Collected data entries:
┏━━

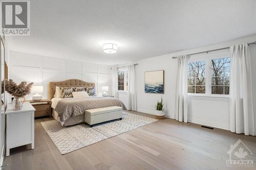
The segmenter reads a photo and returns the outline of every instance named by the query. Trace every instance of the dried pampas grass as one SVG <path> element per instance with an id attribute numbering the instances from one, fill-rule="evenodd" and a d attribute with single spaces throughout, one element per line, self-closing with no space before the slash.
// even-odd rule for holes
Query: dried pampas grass
<path id="1" fill-rule="evenodd" d="M 17 85 L 12 79 L 7 80 L 5 90 L 15 97 L 24 98 L 25 95 L 30 93 L 33 83 L 31 82 L 27 84 L 26 82 L 22 82 L 19 85 Z"/>

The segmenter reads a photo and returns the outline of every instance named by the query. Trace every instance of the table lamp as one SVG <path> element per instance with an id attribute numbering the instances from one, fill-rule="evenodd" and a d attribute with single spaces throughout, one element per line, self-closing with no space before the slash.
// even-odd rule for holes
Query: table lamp
<path id="1" fill-rule="evenodd" d="M 32 97 L 32 100 L 34 101 L 38 101 L 42 100 L 42 96 L 38 93 L 42 93 L 43 87 L 42 86 L 33 86 L 31 89 L 32 93 L 36 93 Z"/>
<path id="2" fill-rule="evenodd" d="M 102 91 L 103 92 L 102 93 L 102 96 L 108 95 L 108 91 L 109 91 L 109 86 L 102 86 Z"/>

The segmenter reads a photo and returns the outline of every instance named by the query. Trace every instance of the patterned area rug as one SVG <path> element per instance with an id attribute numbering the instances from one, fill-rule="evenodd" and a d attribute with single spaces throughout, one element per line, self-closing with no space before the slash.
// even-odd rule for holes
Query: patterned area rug
<path id="1" fill-rule="evenodd" d="M 93 128 L 85 124 L 63 127 L 56 120 L 41 124 L 62 155 L 157 121 L 151 117 L 123 112 L 123 119 Z"/>

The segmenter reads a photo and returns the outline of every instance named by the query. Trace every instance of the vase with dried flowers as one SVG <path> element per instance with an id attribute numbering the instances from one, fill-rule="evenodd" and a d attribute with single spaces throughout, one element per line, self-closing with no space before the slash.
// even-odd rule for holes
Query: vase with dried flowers
<path id="1" fill-rule="evenodd" d="M 5 83 L 4 80 L 2 81 L 2 89 L 1 89 L 1 106 L 4 105 L 3 101 L 3 97 L 4 96 L 4 92 L 5 92 Z"/>
<path id="2" fill-rule="evenodd" d="M 12 101 L 13 110 L 18 110 L 22 109 L 24 102 L 22 99 L 25 99 L 25 95 L 30 93 L 33 83 L 31 82 L 27 84 L 26 82 L 22 82 L 19 85 L 17 85 L 12 79 L 6 80 L 6 90 L 14 98 L 14 99 Z"/>

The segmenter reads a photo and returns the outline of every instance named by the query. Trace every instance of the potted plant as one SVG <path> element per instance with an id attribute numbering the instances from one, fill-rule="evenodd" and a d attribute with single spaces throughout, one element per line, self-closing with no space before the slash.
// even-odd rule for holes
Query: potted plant
<path id="1" fill-rule="evenodd" d="M 156 115 L 156 118 L 164 118 L 164 115 L 165 114 L 163 111 L 163 98 L 162 98 L 162 97 L 161 97 L 161 101 L 157 101 L 157 102 L 155 114 Z"/>

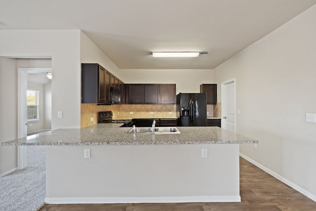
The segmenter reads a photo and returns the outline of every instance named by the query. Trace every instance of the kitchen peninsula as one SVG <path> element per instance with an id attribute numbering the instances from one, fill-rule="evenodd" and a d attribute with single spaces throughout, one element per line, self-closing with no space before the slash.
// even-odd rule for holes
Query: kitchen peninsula
<path id="1" fill-rule="evenodd" d="M 139 134 L 120 126 L 59 129 L 1 144 L 49 146 L 47 204 L 240 201 L 239 144 L 257 141 L 218 127 Z"/>

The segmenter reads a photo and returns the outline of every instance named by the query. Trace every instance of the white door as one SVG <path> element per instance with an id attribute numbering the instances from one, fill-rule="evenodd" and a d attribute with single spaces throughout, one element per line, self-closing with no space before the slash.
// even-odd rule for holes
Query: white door
<path id="1" fill-rule="evenodd" d="M 235 80 L 222 83 L 222 127 L 236 131 Z"/>
<path id="2" fill-rule="evenodd" d="M 18 77 L 18 138 L 26 137 L 27 134 L 27 117 L 26 90 L 28 74 L 26 70 L 19 68 Z M 27 167 L 27 147 L 18 146 L 18 169 Z"/>

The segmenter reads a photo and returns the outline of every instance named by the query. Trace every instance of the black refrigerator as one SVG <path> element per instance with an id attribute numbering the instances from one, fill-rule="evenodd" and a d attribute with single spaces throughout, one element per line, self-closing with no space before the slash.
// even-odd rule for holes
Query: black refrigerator
<path id="1" fill-rule="evenodd" d="M 206 93 L 179 93 L 176 116 L 179 126 L 207 126 Z"/>

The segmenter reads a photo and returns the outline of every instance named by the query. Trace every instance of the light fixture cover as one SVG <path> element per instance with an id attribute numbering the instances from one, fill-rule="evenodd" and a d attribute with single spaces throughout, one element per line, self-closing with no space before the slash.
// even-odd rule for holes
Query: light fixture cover
<path id="1" fill-rule="evenodd" d="M 46 74 L 46 76 L 47 76 L 47 78 L 49 78 L 49 79 L 51 79 L 52 78 L 53 75 L 51 72 L 49 72 Z"/>
<path id="2" fill-rule="evenodd" d="M 199 52 L 153 52 L 153 57 L 196 57 Z"/>

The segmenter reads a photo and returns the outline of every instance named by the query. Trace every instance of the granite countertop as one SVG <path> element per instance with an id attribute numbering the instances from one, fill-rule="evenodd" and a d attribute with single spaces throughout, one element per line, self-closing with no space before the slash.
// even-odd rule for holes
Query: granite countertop
<path id="1" fill-rule="evenodd" d="M 177 127 L 180 134 L 126 134 L 121 124 L 98 124 L 81 129 L 58 129 L 1 143 L 2 146 L 249 144 L 252 138 L 218 127 Z"/>

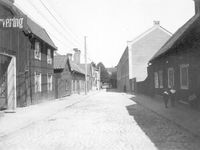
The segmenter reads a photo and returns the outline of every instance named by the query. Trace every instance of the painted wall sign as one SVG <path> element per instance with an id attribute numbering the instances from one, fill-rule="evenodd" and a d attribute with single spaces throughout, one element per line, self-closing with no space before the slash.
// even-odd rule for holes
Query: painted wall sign
<path id="1" fill-rule="evenodd" d="M 0 27 L 2 28 L 19 28 L 22 29 L 24 24 L 24 18 L 7 18 L 0 19 Z"/>

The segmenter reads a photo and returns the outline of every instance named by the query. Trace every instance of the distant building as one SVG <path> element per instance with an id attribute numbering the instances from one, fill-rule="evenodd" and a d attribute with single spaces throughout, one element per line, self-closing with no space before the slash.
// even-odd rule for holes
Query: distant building
<path id="1" fill-rule="evenodd" d="M 110 79 L 110 87 L 117 88 L 117 67 L 106 68 L 109 79 Z"/>
<path id="2" fill-rule="evenodd" d="M 80 50 L 74 49 L 74 56 L 70 53 L 54 56 L 56 98 L 85 92 L 85 64 L 80 64 L 80 54 Z M 87 91 L 99 89 L 98 74 L 92 64 L 87 64 Z"/>
<path id="3" fill-rule="evenodd" d="M 175 88 L 176 99 L 189 104 L 200 96 L 200 1 L 187 21 L 149 62 L 149 85 L 153 95 Z M 196 103 L 197 104 L 197 103 Z"/>
<path id="4" fill-rule="evenodd" d="M 119 91 L 136 92 L 137 82 L 147 77 L 147 64 L 152 56 L 167 42 L 171 33 L 154 21 L 154 26 L 129 41 L 117 65 Z"/>
<path id="5" fill-rule="evenodd" d="M 13 2 L 0 0 L 0 108 L 8 110 L 54 98 L 56 46 Z"/>

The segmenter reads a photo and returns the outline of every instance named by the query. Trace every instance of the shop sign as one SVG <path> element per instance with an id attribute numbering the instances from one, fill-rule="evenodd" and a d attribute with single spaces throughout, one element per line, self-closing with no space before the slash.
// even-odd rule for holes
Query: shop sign
<path id="1" fill-rule="evenodd" d="M 24 18 L 7 18 L 0 19 L 1 28 L 19 28 L 22 29 L 24 24 Z"/>

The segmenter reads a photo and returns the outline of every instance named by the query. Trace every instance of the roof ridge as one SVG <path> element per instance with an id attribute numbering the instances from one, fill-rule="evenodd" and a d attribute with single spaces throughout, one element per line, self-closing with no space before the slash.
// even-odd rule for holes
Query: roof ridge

┗━━

EXERCISE INSTRUCTIONS: Rewrite the stretch from the line containing "of the roof" through the end of the items, swapping "segmenter" for "tracer" and changing nothing else. Give only those lines.

TASK OUTPUT:
The tracer reads a photo and returns the outline of every instance named by the query. Trace every instance of the roof ridge as one SVG <path> element per instance with an id attribute numbering the instances from one, fill-rule="evenodd" and a d attribute with single spaces throughout, one element per line, self-closing with no space before the slash.
// even-odd rule for holes
Query: roof ridge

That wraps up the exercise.